** PAGE EXTRACT **
An integration package connecting Perigon and LangChain
Project description
Perigon LangChain Integration
A LangChain integration for the Perigon API, enabling seamless access to news articles and vector search capabilities within the LangChain ecosystem.
Features
- News Articles Search: Semantic search through news articles using Perigon's vector search API
- Wikipedia Search: Semantic search through Wikipedia articles with rich metadata
- LangChain Compatible: Both retrievers implement LangChain's
BaseRetrieverinterface - Async Support: Both synchronous and asynchronous operations
- Type Safety: Built with the official Perigon Python SDK for robust type checking
- Flexible Filtering: Support for country, source, category, topic, and location-based filtering
- Rich Metadata: Wikipedia results include pageviews, Wikidata IDs, revision information
Installation
pip install langchain-perigon
Or with Poetry:
poetry add langchain-perigon
Quick Start
News Articles Search
from langchain_perigon import ArticlesRetriever, ArticlesFilter
# Initialize with API key
retriever = ArticlesRetriever(API_KEY="your_perigon_api_key")
# Or use environment variable PERIGON_API_KEY
retriever = ArticlesRetriever()
# Simple search
documents = retriever.invoke("artificial intelligence developments")
# With options
options: ArticlesFilter = {
"size": 10,
"showReprints": False,
"filter": {
"country": "us",
"category": "tech"
}
}
documents = retriever.invoke("machine learning breakthroughs", options=options)
Wikipedia Search
from langchain_perigon import WikipediaRetriever, WikipediaOptions
# Initialize Wikipedia retriever
wiki_retriever = WikipediaRetriever(API_KEY="your_perigon_api_key")
# Simple Wikipedia search
documents = wiki_retriever.invoke("quantum computing")
# With advanced options
options: WikipediaOptions = {
"size": 5,
"pageviewsFrom": 100, # Only popular pages
"filter": {
"wikidataInstanceOfLabel": ["academic discipline"],
"category": ["Physics", "Computer science"]
}
}
documents = wiki_retriever.invoke("machine learning", options=options)
# Access rich metadata
for doc in documents:
print(f"Title: {doc.metadata['title']}")
print(f"Pageviews: {doc.metadata['pageviews']}")
print(f"Wikidata ID: {doc.metadata['wikidataId']}")

** TRY IT **
Edit everything in the Perigon LangChain description from "An integration package" down to "the LangChain ecosystem.", and write that stretch out again with every "vector search" changed to "embedding search".

** DATASET RECORDS **
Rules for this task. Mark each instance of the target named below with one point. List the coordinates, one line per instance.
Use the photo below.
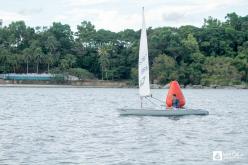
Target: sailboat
(144, 86)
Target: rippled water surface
(57, 126)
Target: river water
(58, 126)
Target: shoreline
(101, 84)
(37, 85)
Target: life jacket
(175, 89)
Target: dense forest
(216, 53)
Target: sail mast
(144, 80)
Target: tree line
(216, 53)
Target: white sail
(144, 81)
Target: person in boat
(175, 101)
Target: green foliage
(82, 74)
(220, 71)
(164, 69)
(216, 53)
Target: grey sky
(117, 15)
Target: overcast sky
(117, 15)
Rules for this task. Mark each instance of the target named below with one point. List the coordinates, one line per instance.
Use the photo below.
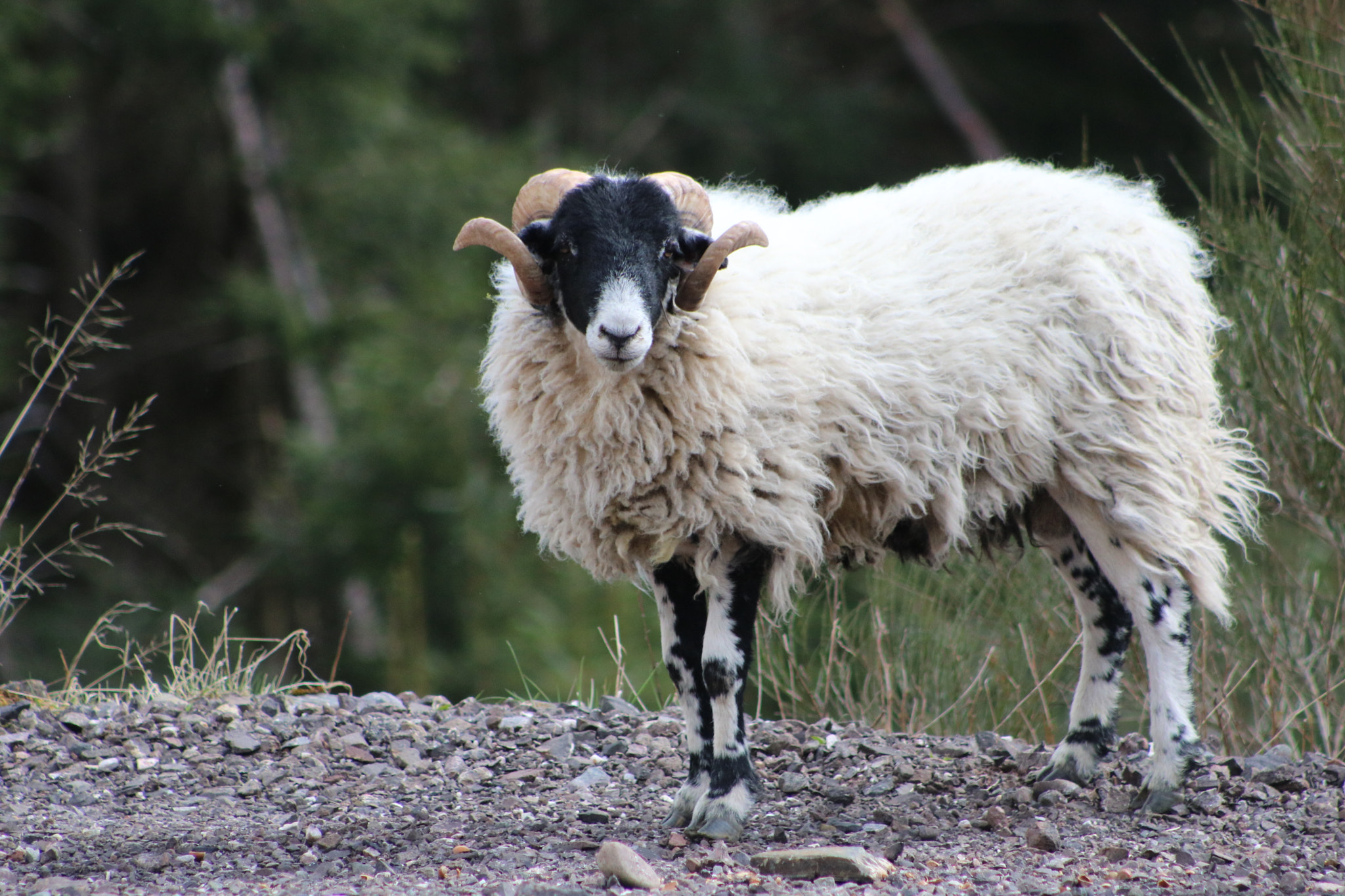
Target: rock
(881, 788)
(241, 742)
(1114, 800)
(838, 794)
(76, 721)
(11, 711)
(838, 863)
(1206, 801)
(1066, 789)
(1043, 834)
(228, 712)
(60, 887)
(358, 754)
(560, 747)
(380, 702)
(954, 750)
(594, 777)
(627, 865)
(996, 820)
(154, 861)
(617, 704)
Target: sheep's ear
(692, 246)
(540, 241)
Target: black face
(615, 251)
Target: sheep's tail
(1239, 489)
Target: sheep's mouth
(621, 363)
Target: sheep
(902, 370)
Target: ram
(914, 370)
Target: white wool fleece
(937, 351)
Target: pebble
(627, 865)
(156, 798)
(594, 777)
(1043, 834)
(837, 863)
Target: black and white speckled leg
(682, 613)
(1106, 637)
(1160, 603)
(725, 658)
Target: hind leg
(1106, 636)
(1161, 602)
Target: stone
(881, 788)
(358, 754)
(60, 887)
(1206, 801)
(76, 721)
(618, 706)
(594, 777)
(1043, 834)
(838, 793)
(838, 863)
(627, 865)
(241, 742)
(562, 747)
(996, 820)
(1114, 800)
(380, 702)
(1066, 789)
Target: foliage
(30, 555)
(389, 124)
(1275, 218)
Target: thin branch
(940, 79)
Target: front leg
(708, 641)
(682, 616)
(725, 658)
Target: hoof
(1155, 801)
(721, 828)
(688, 798)
(677, 819)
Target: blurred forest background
(295, 172)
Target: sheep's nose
(618, 337)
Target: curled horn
(483, 232)
(542, 194)
(692, 292)
(537, 200)
(693, 203)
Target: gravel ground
(381, 794)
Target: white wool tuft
(937, 351)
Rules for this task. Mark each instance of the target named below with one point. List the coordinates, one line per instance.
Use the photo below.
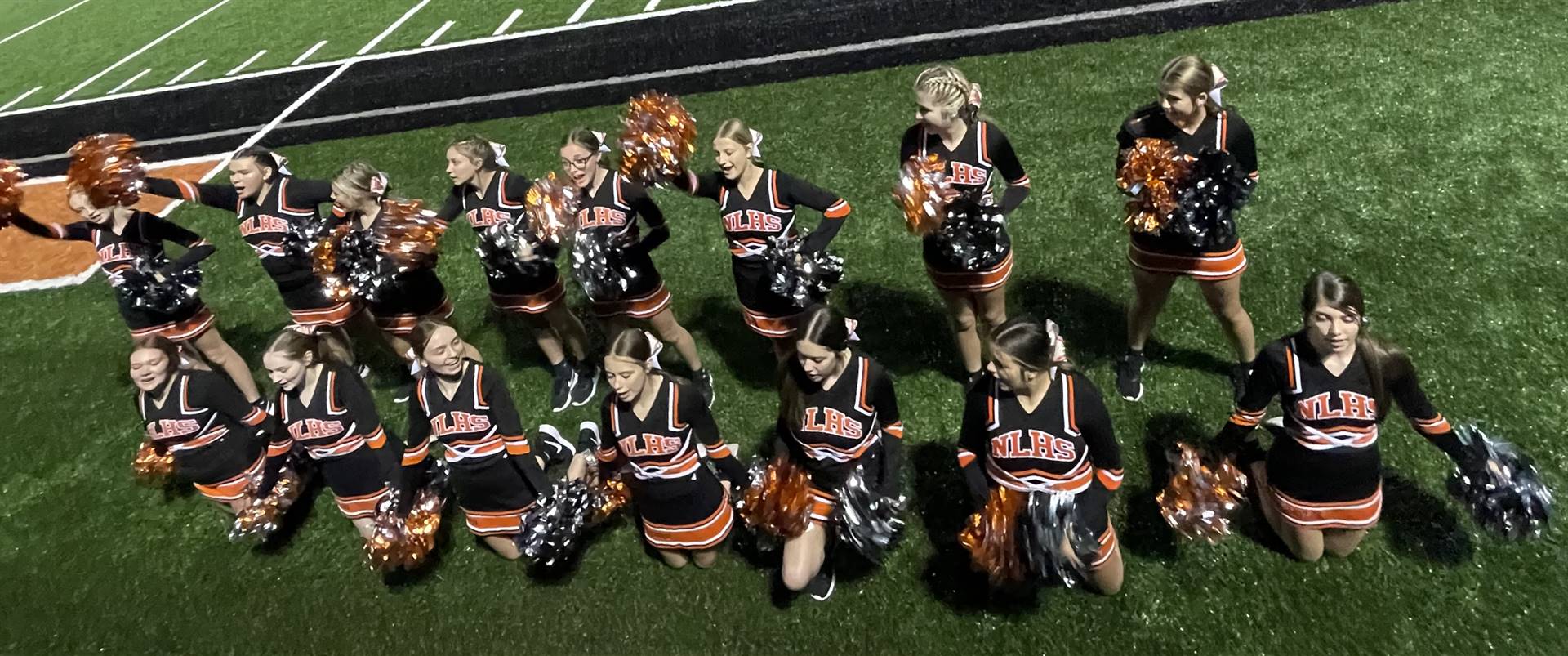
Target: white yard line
(391, 29)
(73, 91)
(581, 11)
(129, 80)
(176, 79)
(436, 35)
(30, 27)
(247, 61)
(507, 24)
(20, 98)
(306, 56)
(417, 51)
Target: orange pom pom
(1150, 173)
(659, 139)
(11, 178)
(780, 499)
(1198, 502)
(109, 170)
(922, 194)
(550, 206)
(991, 537)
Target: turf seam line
(189, 22)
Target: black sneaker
(705, 385)
(821, 586)
(1129, 376)
(1239, 376)
(562, 388)
(555, 448)
(587, 385)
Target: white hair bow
(756, 145)
(501, 154)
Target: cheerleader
(758, 204)
(1321, 485)
(201, 419)
(608, 212)
(978, 154)
(468, 408)
(485, 192)
(361, 192)
(659, 431)
(836, 412)
(274, 208)
(327, 410)
(1189, 115)
(1032, 424)
(132, 240)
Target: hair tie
(756, 145)
(501, 154)
(1218, 83)
(654, 346)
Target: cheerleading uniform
(852, 422)
(1063, 446)
(339, 429)
(980, 158)
(1169, 253)
(530, 292)
(270, 225)
(679, 499)
(492, 471)
(1325, 471)
(412, 296)
(608, 217)
(209, 429)
(751, 221)
(140, 243)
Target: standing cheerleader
(1036, 426)
(608, 217)
(129, 242)
(978, 153)
(659, 429)
(836, 412)
(201, 419)
(274, 209)
(758, 204)
(327, 410)
(485, 192)
(361, 192)
(1187, 115)
(1321, 485)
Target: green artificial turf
(1411, 146)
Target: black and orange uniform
(1167, 253)
(214, 435)
(681, 501)
(492, 470)
(853, 422)
(608, 216)
(973, 168)
(412, 296)
(269, 226)
(1325, 471)
(339, 429)
(140, 245)
(748, 226)
(1065, 446)
(501, 201)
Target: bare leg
(1225, 301)
(223, 357)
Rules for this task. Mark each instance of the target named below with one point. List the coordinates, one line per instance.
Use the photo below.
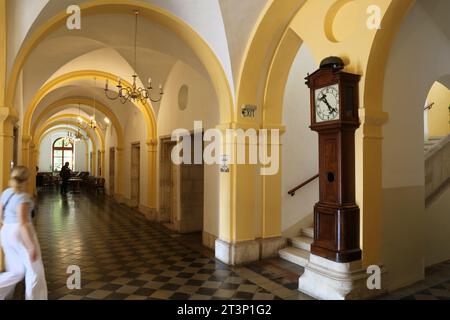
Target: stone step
(297, 256)
(308, 232)
(303, 243)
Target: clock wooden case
(334, 115)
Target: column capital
(152, 145)
(372, 123)
(7, 114)
(275, 126)
(26, 139)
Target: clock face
(327, 103)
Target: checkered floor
(123, 256)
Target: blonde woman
(19, 241)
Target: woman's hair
(19, 178)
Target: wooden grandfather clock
(334, 115)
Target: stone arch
(84, 101)
(173, 23)
(68, 129)
(146, 109)
(308, 24)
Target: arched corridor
(199, 156)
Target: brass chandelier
(133, 93)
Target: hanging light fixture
(76, 137)
(133, 93)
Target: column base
(248, 251)
(209, 240)
(150, 213)
(271, 246)
(327, 280)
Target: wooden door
(112, 170)
(135, 174)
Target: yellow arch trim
(275, 86)
(66, 117)
(266, 34)
(47, 132)
(152, 12)
(73, 122)
(49, 126)
(146, 109)
(84, 101)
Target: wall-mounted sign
(224, 166)
(248, 111)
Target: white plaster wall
(203, 16)
(202, 105)
(21, 15)
(418, 57)
(300, 148)
(437, 234)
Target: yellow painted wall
(439, 115)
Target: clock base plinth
(336, 232)
(327, 280)
(337, 256)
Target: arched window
(62, 153)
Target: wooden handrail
(429, 106)
(293, 191)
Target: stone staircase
(299, 248)
(431, 143)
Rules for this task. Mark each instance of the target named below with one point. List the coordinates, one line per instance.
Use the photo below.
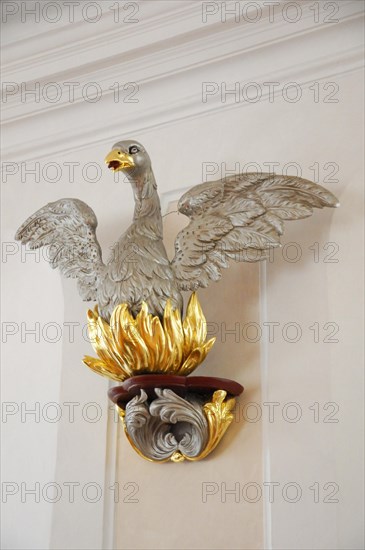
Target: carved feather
(67, 227)
(239, 217)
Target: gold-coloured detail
(129, 346)
(117, 160)
(219, 416)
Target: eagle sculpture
(239, 217)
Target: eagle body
(138, 269)
(236, 218)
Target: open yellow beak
(117, 160)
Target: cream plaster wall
(178, 54)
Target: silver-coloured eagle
(239, 217)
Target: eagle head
(130, 157)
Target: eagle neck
(147, 211)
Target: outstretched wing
(240, 217)
(67, 227)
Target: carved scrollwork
(175, 428)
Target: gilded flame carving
(145, 344)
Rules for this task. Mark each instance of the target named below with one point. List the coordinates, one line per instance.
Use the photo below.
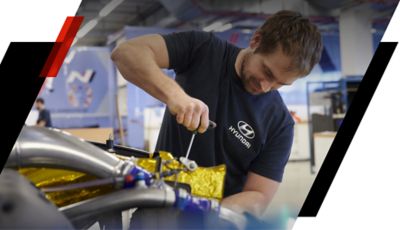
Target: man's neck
(239, 60)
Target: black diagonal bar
(19, 72)
(347, 130)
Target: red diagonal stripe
(61, 46)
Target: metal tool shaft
(190, 144)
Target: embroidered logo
(246, 130)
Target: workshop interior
(97, 164)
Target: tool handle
(211, 125)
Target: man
(236, 88)
(44, 119)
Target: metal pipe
(53, 148)
(119, 201)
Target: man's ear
(255, 40)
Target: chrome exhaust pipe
(53, 148)
(119, 201)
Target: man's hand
(190, 112)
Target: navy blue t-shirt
(254, 132)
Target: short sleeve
(275, 154)
(183, 47)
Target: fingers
(204, 121)
(194, 116)
(191, 113)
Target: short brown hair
(297, 37)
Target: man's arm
(257, 193)
(139, 60)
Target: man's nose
(266, 86)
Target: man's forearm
(248, 201)
(137, 65)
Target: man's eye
(269, 77)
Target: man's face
(261, 73)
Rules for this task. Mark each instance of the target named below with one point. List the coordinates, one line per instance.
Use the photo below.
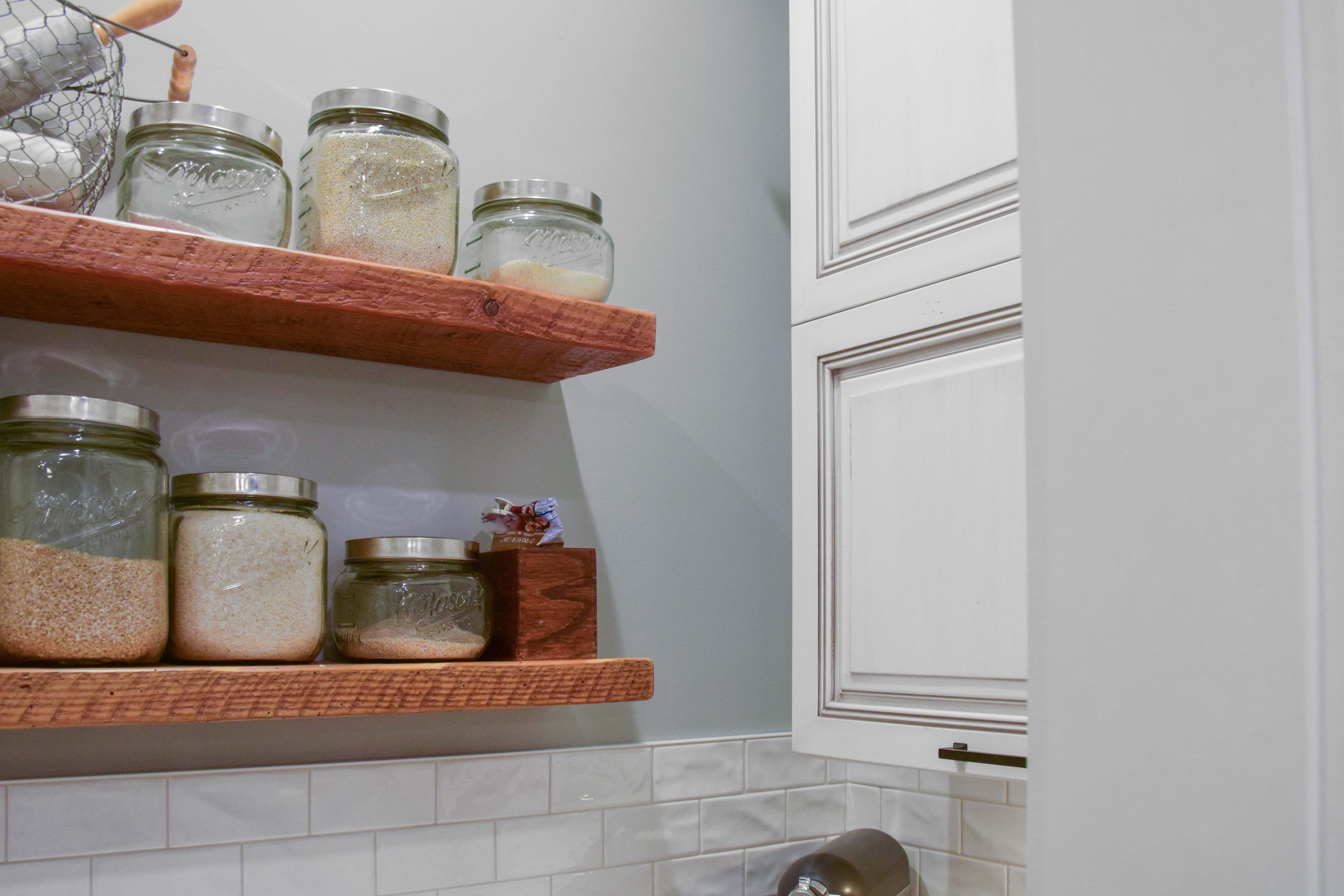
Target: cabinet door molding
(905, 147)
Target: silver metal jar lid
(549, 191)
(79, 408)
(381, 101)
(202, 116)
(245, 485)
(412, 549)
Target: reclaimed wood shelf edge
(48, 698)
(73, 269)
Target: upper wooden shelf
(72, 269)
(33, 698)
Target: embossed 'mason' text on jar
(205, 170)
(412, 598)
(540, 234)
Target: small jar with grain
(84, 532)
(249, 573)
(205, 170)
(412, 598)
(544, 236)
(378, 182)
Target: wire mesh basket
(60, 105)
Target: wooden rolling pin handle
(139, 15)
(183, 69)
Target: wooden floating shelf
(72, 269)
(44, 698)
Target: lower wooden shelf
(46, 698)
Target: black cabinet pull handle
(960, 753)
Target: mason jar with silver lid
(84, 536)
(378, 181)
(540, 234)
(205, 170)
(412, 598)
(249, 570)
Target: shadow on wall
(394, 450)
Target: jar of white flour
(249, 570)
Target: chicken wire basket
(60, 105)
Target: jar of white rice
(249, 569)
(540, 234)
(378, 181)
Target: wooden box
(545, 604)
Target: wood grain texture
(33, 698)
(72, 269)
(545, 604)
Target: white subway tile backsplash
(331, 866)
(773, 765)
(944, 875)
(966, 786)
(718, 874)
(87, 817)
(994, 832)
(419, 859)
(600, 778)
(874, 776)
(52, 878)
(239, 807)
(530, 887)
(686, 772)
(751, 820)
(549, 844)
(372, 797)
(494, 788)
(765, 864)
(575, 823)
(627, 881)
(816, 812)
(200, 871)
(648, 834)
(923, 820)
(864, 807)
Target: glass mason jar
(540, 234)
(407, 598)
(378, 182)
(84, 532)
(205, 170)
(249, 569)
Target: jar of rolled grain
(249, 573)
(84, 532)
(378, 182)
(405, 598)
(540, 234)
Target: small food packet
(523, 526)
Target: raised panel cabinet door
(905, 144)
(911, 582)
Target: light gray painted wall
(1182, 221)
(677, 468)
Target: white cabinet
(911, 585)
(904, 143)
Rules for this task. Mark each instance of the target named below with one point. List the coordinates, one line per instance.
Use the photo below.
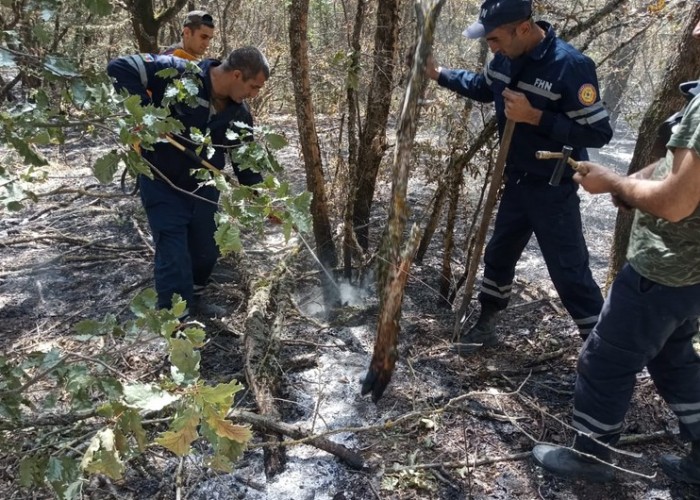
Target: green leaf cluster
(199, 411)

** RESULT FOR THIS TASK **
An integration package connecting Perigon and LangChain
Project description
Perigon LangChain Integration
A LangChain integration for the Perigon API, enabling seamless access to news articles and embedding search capabilities within the LangChain ecosystem.